___ EXTRACTO DE PÁGINA ___
Domingo XII de Tiempo Ordinario, Ciclo B
El Señor nos invita a cruzar a la otra orilla

Autor: Padre Alberto María fmp  

 

 

Anotaciones a las lecturas:   

Job 38, 1. 8-11; Sal 106,23-24.25-26.28-29.30-31; 2Cor 5, 14-17; Mc 4, 35-40

Hoy el Señor, al igual que a los discípulos que estaban con El, nos invita a pasar a la otra orilla. La otra orilla que es ese remanso de paz, ese lugar donde el hombre vive de tal manera que su vida es un verdadero «descanso», en la que el hombre sosiega el corazón y vive con alegría.

Pero a nosotros el Señor nos pone en la tesitura de una elección. En el lago de la vida, como en el de Tiberíades, hay dos orillas: En una está la oscuridad, la incertidumbre, la duda, el temor, el estrés, la lucha por el mañana, el intentar asegurar un futuro mejor. Esa orilla está llena de ocupaciones y de pre-ocupaciones. En la otra orilla (a la que nos invita a cruzar el Señor) el sol luce,  la gente es feliz y vive alegre, el descanso del corazón existe, y es posible la paz.

El salto se nos hace difícil. El cruce del lago y la tempestad del lago no son más que el signo de la vida que vivimos, de las dificultades que nosotros encontramos para salir de esta orilla y pasar a la otra. Se trata de las dificultades que genera poner tu confianza en el Señor, las que genera vivir una vida más de acuerdo a las posibilidades personales, las que genera tener un corazón bien dispuesto y amar a los demás. En una palabra, todo lo que es la vida propiamente humana, cuyo modelo nos diseña el Evangelio.

El salto se nos hace difícil. Queremos hacerlo y las circunstancias parece que no nos lo permiten. Queremos perseverar en él y parece que nos falla la constancia. Queremos permanecer firmes en la fe, constantes en el amor y fuertes en la esperanza... y parece que todo se nos ponga en contra y que este mundo nuestro en lugar de arreglarse se estropea, en lugar de salir el sol surge más fuerte la noche.
___ MATERIAL PROPORCIONADO ___
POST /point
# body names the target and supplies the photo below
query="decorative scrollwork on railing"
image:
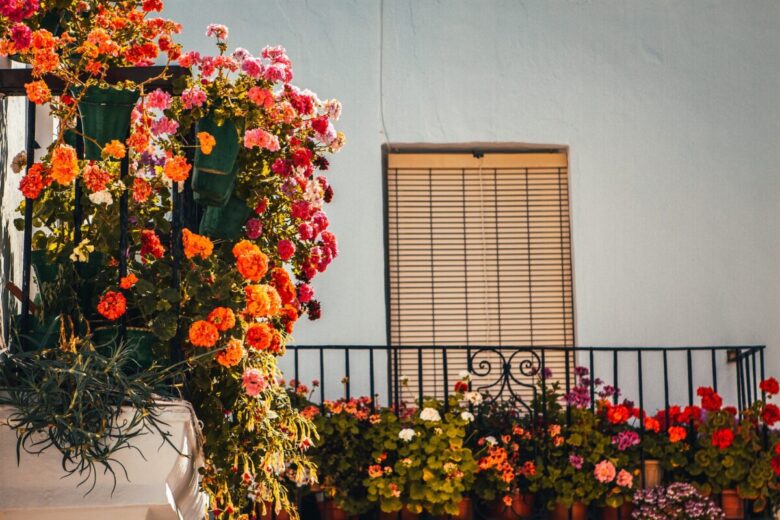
___
### TAREA BREVE 1
Indica si cada afirmación coincide con el extracto y cita las palabras que lo deciden: (a) en el lago de la vida hay dos orillas; (b) en la orilla a la que invita a cruzar el Señor reina la oscuridad; (c) el salto se nos hace fácil.
### TAREA BREVE 2
Imprime el fragmento del extracto comprendido entre "Anotaciones a las" y "posible la paz.", ambos incluidos.

### RESPUESTA COMPLETA 1
(a) Sí: «En el lago de la vida, como en el de Tiberíades, hay dos orillas».
(b) No: «En la otra orilla (a la que nos invita a cruzar el Señor) el sol luce».
(c) No: «El salto se nos hace difícil».

### RESPUESTA COMPLETA 2
Anotaciones a las lecturas:   

Job 38, 1. 8-11; Sal 106,23-24.25-26.28-29.30-31; 2Cor 5, 14-17; Mc 4, 35-40

Hoy el Señor, al igual que a los discípulos que estaban con El, nos invita a pasar a la otra orilla. La otra orilla que es ese remanso de paz, ese lugar donde el hombre vive de tal manera que su vida es un verdadero «descanso», en la que el hombre sosiega el corazón y vive con alegría.

Pero a nosotros el Señor nos pone en la tesitura de una elección. En el lago de la vida, como en el de Tiberíades, hay dos orillas: En una está la oscuridad, la incertidumbre, la duda, el temor, el estrés, la lucha por el mañana, el intentar asegurar un futuro mejor. Esa orilla está llena de ocupaciones y de pre-ocupaciones. En la otra orilla (a la que nos invita a cruzar el Señor) el sol luce,  la gente es feliz y vive alegre, el descanso del corazón existe, y es posible la paz.